May 2, 1942 marks the first issue of The Southern Presbyterian Journal. Authors for that first issue included Dr. William Childs Robinson, Rev. E. Edwin Paulson, Rev. Robert F. Campbell, General Douglas MacArthur, Rev. Samuel McPheeters Glasgow, Rev. D.S. Gage and Rev. Daniel Iverson.

William Childs Robinson wrote the lead article, in which he set out four “banners” or defining principles of historic Presbyterianism, principles which had been formerly emulated among Southern Presbyterians. These four banners were loyalty to Christ as King, the Bible as the Word of God written, the Westminster Standards as an expression of sound doctrine, and lastly, the banner of the Great Commission. These were the values that the new magazine espoused as it sought to call the denomination back to faithfulness.

For forty-five years, the Journal faithfully proclaimed these values. In 1959, L. Nelson Bell stepped down as editor and was succeeded by Dr. G. Aiken Taylor. At that same time, the word Southern was dropped from the magazine’s name, reflecting Dr. Taylor’s wider focus on the breadth of conservative American Presbyterianism. And within a few more years, The Presbyterian Journal was increasingly involved in the events leading up to the formation of the Presbyterian Church in America, in December of 1973. The Presbyterian Journal continued on for another fourteen years, finally closing with the March 18, 1987 issue.

Click here to download a PDF file of that first issue of The Southern Presbyterian Journal.

Words to Live By: In the opening editorial of that issue, L. Nelson Bell wrote:

The civilization of which we are a part is perched precariously on the edge of an abyss. This is obvious to all, whether in or outside of the Church. The tragedy is that, in part, the Christian Church is to blame.

*Exercise 1*
In the listing, take the part that opens with the line containing "Practice. Pick out the blue plastic" and runs through the end of the listing, and write it out again with "plastic" swapped for "nylon" and nothing else altered.
*Exercise 2*
Carry on the passage about the founding of The Southern Presbyterian Journal from the point where it stops.

*Records to process*
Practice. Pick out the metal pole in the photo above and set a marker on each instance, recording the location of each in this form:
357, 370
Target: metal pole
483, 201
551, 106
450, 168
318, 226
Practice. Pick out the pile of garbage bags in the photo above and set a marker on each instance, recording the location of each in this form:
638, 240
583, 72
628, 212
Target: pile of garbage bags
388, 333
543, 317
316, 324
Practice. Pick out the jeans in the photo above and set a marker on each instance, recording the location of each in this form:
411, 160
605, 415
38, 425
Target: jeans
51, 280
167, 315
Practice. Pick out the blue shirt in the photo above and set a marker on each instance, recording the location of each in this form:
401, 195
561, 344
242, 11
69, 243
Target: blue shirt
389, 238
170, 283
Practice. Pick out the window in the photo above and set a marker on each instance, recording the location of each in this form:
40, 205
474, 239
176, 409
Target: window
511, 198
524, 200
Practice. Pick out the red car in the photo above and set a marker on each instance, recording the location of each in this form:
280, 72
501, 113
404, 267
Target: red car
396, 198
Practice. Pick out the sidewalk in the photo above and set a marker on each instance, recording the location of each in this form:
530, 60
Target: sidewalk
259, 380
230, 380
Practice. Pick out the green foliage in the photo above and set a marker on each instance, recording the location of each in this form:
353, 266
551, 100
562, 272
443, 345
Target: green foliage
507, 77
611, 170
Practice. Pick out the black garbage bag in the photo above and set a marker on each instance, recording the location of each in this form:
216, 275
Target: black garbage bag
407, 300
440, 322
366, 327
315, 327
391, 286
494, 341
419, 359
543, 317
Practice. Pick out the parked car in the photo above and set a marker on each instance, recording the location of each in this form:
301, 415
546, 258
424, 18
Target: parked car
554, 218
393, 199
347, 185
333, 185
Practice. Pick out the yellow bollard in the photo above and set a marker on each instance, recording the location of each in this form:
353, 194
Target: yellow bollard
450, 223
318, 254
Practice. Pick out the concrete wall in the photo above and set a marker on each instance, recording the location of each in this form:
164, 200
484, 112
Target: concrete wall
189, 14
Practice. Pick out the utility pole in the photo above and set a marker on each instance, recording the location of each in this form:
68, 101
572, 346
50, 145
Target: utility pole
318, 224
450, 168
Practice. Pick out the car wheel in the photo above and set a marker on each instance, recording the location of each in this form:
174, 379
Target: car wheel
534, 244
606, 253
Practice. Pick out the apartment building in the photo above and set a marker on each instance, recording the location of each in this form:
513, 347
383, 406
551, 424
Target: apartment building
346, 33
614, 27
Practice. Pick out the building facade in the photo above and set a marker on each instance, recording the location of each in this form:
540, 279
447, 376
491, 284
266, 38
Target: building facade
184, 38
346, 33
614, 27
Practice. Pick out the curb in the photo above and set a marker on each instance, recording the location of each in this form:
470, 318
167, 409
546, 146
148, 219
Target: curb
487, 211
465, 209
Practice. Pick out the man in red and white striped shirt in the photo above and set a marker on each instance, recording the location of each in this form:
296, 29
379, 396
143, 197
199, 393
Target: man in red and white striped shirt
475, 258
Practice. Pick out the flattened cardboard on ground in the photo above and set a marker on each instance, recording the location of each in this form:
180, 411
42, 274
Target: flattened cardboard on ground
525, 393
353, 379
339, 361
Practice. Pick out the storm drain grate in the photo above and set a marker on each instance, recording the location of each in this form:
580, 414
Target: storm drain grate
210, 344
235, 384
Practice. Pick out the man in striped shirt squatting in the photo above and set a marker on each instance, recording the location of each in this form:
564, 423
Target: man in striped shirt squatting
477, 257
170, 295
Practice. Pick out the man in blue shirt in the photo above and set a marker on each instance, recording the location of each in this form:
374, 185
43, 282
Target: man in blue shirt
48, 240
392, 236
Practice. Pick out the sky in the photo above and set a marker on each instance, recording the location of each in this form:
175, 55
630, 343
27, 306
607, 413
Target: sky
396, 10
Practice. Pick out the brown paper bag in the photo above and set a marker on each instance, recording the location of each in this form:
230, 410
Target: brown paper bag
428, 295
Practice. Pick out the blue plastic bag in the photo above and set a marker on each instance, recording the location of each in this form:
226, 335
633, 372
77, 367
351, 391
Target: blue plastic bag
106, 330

*Exercise answer 1*
Practice. Pick out the blue nylon bag in the photo above and set a marker on each instance, recording the location of each in this form:
226, 335
633, 372
77, 367
351, 391
Target: blue nylon bag
106, 330

*Exercise answer 2*
It is to blame in so far as it has left its God-given task of preaching the Gospel of salvation from sin through the Lord Jesus Christ.
It is to blame in so far as it has turned from faith in, and the preaching of, the Bible as truly and wholly the Word of God, condoning preaching and teaching calculated to question or destroy this precious faith.
It is to blame where it has substituted for the Gospel of redemption a programme of social reform.
It is to blame to the extent to which it has stepped out of its spiritual role, to meddle as the Church, in political and economic matters and affairs of State.
It is to blame where, as has so often been the case, the Gospel message has been diluted and made pleasant to the taste of unregenerate man; denying the fact of, and the heinousness of sin, and the certain doom of the unrepentant sinner.
But despite these failures of the Church, a return to a faithful ministry of the Truth can yet, by the power of the Holy Spirit, provide the spiritual and moral stamina which is essential for world stabilization. To this spiritual awakening and revival THE JOURNAL is dedicated.

Through the Scriptures: Psalms 64 – 66

Through the Standards:  Sanctification: Its nature, extent, and result

WSC 35 “What is sanctification?
A. Sanctification is the work of God’s free grace, whereby we are renewed, in the whole man after the image of God, and are enabled more and more to die unto sin, and live unto righteousness.”